Task description
Report how many lines in the rows below contain the word "fence", giving only the number.

[Collection entries]
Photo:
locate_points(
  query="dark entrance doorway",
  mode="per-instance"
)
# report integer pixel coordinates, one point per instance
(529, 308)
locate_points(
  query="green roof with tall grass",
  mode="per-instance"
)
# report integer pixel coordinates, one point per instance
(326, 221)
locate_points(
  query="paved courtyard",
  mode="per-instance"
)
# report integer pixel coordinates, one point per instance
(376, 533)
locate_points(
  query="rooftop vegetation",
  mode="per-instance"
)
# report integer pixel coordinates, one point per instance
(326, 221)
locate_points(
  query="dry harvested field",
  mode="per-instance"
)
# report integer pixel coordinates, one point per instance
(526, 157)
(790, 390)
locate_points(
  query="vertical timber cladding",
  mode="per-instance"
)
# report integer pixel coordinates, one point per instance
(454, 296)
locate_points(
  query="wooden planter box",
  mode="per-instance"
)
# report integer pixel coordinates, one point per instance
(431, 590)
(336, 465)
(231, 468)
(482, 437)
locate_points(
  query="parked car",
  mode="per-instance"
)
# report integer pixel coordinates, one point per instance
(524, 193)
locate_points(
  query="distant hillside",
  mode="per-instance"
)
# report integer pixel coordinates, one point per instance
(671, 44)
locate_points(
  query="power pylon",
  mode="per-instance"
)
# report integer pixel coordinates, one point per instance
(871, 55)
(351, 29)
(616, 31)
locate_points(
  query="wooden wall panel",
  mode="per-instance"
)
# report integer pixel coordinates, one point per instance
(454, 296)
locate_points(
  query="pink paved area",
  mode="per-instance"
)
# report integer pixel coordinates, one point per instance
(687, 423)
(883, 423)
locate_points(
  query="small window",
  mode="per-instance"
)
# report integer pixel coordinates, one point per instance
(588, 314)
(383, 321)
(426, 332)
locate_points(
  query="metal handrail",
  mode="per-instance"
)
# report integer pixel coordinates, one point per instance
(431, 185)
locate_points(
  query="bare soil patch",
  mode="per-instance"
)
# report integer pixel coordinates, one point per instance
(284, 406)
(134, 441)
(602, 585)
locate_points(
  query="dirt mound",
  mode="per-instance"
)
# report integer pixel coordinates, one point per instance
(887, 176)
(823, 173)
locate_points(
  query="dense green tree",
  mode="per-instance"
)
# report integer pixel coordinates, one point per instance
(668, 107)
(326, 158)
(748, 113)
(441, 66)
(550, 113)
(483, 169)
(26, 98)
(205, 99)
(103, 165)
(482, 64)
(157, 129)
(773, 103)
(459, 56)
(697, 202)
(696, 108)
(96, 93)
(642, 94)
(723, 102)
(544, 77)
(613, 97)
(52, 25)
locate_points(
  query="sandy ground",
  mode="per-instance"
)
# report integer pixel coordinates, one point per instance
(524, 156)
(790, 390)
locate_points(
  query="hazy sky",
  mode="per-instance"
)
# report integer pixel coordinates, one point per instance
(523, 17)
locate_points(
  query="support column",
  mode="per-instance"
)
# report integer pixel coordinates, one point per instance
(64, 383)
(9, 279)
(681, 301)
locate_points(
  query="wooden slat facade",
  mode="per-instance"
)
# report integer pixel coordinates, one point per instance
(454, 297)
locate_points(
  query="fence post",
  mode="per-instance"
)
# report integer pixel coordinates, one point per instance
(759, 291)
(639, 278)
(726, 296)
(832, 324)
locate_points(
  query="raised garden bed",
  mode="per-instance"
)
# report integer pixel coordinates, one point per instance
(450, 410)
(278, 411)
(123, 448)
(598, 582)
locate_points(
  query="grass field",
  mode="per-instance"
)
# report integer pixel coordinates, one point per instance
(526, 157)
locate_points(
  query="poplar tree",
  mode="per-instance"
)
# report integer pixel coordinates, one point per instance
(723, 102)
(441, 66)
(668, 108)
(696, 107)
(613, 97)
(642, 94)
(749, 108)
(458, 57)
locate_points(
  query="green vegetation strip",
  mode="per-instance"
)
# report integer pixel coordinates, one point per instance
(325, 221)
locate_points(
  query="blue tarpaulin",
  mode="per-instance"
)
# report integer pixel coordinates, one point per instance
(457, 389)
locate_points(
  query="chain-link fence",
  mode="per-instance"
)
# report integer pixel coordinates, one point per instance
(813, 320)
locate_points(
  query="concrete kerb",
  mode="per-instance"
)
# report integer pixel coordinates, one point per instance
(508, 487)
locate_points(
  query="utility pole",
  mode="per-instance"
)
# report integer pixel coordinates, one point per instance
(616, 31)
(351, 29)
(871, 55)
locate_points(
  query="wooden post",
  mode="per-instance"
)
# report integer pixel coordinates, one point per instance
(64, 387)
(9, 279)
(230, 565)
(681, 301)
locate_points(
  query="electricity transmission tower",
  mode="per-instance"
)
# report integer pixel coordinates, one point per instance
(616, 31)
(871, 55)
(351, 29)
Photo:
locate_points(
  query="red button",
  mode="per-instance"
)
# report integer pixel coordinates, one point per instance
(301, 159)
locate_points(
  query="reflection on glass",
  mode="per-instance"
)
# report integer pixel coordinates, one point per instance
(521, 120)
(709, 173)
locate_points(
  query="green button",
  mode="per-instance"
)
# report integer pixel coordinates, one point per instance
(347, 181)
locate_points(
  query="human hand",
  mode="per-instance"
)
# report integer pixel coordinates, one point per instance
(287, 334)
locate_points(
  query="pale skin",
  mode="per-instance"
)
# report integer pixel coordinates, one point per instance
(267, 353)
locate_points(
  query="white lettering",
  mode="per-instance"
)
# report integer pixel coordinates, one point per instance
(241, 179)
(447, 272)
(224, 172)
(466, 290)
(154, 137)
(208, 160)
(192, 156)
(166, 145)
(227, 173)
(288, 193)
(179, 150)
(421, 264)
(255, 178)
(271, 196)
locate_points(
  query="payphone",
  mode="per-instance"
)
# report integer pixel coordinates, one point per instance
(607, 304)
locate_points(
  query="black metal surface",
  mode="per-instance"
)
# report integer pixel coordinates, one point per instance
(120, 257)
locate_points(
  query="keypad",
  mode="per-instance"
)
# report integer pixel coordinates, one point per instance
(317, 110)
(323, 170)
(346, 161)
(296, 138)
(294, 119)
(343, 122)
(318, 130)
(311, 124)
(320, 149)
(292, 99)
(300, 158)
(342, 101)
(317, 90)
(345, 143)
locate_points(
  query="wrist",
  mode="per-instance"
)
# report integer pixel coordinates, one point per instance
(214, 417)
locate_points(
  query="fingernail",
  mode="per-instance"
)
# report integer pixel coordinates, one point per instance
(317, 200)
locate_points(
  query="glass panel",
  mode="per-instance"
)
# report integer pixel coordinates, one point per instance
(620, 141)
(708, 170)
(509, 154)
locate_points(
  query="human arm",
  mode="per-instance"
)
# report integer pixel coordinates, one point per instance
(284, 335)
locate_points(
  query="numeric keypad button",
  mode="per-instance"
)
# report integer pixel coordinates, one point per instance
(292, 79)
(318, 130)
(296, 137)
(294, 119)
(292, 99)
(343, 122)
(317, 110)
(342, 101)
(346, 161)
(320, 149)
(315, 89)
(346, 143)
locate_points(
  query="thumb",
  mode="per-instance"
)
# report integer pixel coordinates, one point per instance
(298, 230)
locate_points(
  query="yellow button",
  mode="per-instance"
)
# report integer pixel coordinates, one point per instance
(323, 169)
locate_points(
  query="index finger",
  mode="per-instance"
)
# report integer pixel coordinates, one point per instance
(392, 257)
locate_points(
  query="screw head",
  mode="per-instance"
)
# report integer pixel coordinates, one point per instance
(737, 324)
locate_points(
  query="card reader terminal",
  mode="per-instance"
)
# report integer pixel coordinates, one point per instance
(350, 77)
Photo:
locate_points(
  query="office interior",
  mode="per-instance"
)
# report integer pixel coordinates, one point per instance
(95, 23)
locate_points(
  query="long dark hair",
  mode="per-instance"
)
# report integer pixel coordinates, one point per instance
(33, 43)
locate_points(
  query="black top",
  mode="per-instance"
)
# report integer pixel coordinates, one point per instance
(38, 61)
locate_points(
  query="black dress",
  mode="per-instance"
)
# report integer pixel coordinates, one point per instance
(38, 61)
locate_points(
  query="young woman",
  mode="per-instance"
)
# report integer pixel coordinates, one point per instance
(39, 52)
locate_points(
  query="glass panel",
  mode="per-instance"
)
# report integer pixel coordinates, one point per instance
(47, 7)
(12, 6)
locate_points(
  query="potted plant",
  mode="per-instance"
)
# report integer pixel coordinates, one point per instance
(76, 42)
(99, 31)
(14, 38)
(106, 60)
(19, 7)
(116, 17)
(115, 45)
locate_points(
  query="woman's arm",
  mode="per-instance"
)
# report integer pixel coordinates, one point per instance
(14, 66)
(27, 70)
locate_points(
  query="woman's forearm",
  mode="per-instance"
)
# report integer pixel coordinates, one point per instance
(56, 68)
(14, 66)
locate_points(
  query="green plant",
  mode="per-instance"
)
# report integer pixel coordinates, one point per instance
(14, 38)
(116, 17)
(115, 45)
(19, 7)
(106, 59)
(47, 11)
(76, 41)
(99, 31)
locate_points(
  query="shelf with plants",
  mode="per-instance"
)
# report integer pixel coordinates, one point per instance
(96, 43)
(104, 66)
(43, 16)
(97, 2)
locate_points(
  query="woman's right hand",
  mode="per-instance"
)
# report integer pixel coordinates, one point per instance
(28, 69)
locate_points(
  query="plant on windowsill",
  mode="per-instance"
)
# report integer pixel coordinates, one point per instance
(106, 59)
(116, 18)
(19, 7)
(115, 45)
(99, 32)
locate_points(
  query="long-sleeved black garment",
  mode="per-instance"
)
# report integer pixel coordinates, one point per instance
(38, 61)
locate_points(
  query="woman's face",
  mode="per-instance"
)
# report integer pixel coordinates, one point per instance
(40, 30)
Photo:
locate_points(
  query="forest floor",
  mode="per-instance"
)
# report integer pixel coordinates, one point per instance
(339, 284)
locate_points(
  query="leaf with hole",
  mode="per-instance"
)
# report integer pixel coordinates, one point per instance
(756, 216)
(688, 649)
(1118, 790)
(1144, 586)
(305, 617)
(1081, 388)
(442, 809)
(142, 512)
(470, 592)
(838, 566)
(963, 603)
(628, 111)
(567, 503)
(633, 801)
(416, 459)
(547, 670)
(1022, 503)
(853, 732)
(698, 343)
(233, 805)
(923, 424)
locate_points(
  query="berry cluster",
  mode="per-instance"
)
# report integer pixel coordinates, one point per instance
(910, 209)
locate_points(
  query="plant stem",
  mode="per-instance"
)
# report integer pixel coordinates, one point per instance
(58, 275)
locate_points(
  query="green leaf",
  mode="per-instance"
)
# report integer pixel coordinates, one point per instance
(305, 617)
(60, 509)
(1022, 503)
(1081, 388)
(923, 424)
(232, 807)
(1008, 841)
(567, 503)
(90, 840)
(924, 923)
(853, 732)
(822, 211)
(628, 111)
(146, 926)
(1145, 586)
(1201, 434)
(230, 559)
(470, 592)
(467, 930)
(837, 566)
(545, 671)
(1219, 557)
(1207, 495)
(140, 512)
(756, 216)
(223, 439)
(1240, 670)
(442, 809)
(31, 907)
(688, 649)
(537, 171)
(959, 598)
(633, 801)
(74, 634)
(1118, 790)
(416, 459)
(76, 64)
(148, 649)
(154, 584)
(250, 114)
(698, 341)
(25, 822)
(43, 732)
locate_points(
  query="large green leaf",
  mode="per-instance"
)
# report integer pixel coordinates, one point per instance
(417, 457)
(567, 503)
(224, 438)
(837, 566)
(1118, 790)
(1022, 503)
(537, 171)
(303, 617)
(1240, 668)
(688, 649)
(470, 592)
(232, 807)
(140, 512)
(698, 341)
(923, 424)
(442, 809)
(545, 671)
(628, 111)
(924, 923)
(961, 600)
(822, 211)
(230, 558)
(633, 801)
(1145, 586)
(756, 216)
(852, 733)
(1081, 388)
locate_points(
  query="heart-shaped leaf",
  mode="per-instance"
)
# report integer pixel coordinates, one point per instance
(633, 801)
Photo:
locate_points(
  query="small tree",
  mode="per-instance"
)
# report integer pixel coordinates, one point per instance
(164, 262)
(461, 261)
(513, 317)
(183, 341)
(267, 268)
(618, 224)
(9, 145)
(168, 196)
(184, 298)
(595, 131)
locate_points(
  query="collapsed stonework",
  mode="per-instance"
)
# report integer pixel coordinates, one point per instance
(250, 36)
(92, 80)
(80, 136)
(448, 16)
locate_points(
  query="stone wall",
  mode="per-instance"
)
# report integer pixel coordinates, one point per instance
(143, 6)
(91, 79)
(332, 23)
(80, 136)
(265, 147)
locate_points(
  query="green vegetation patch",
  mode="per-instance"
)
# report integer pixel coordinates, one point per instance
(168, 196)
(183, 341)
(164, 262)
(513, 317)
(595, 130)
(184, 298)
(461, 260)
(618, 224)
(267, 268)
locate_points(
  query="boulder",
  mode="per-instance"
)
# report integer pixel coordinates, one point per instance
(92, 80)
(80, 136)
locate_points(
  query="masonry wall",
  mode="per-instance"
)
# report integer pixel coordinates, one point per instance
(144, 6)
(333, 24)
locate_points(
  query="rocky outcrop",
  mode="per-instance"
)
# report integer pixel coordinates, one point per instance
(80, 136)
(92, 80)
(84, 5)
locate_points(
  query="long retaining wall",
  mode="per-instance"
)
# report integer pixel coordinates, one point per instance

Solved problem
2